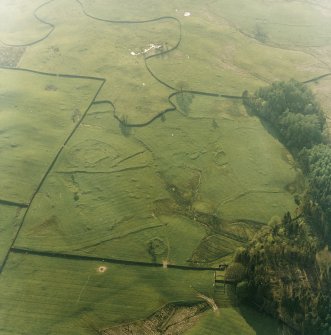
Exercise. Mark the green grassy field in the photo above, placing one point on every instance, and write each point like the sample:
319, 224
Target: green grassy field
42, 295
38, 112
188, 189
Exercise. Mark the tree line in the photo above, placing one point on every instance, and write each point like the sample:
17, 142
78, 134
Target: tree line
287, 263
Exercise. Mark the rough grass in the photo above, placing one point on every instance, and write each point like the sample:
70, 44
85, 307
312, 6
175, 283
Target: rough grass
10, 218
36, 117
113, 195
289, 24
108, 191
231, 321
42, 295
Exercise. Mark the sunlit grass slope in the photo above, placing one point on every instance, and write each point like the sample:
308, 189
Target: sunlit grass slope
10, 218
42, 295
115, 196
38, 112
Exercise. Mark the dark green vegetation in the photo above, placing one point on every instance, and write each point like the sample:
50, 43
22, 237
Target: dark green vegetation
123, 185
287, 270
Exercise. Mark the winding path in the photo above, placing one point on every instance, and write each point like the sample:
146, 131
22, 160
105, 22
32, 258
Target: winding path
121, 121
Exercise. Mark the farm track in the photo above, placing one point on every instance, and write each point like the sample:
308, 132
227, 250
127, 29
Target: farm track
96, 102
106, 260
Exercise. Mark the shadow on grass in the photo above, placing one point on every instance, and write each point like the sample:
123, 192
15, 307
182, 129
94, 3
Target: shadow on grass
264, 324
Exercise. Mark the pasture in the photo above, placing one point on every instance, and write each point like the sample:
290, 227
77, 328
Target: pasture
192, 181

# # # #

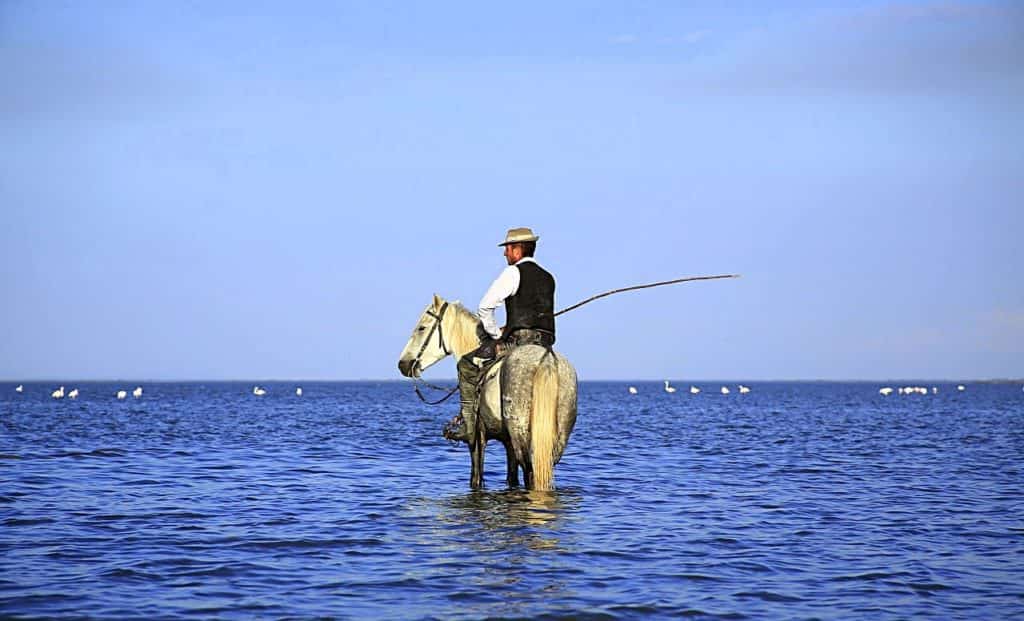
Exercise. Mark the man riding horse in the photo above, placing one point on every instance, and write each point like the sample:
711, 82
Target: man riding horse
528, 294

# # # #

▶ [GOAL OF THE EXERCISE]:
Gather every line of the records that contains the word "horse" and copy each one in full. Case counts.

▶ [FULL SOLUTION]:
Exercise. Mark the man riding horse in the photo above, placing one point on every instance, and write each point like the sample:
Target: man riding horse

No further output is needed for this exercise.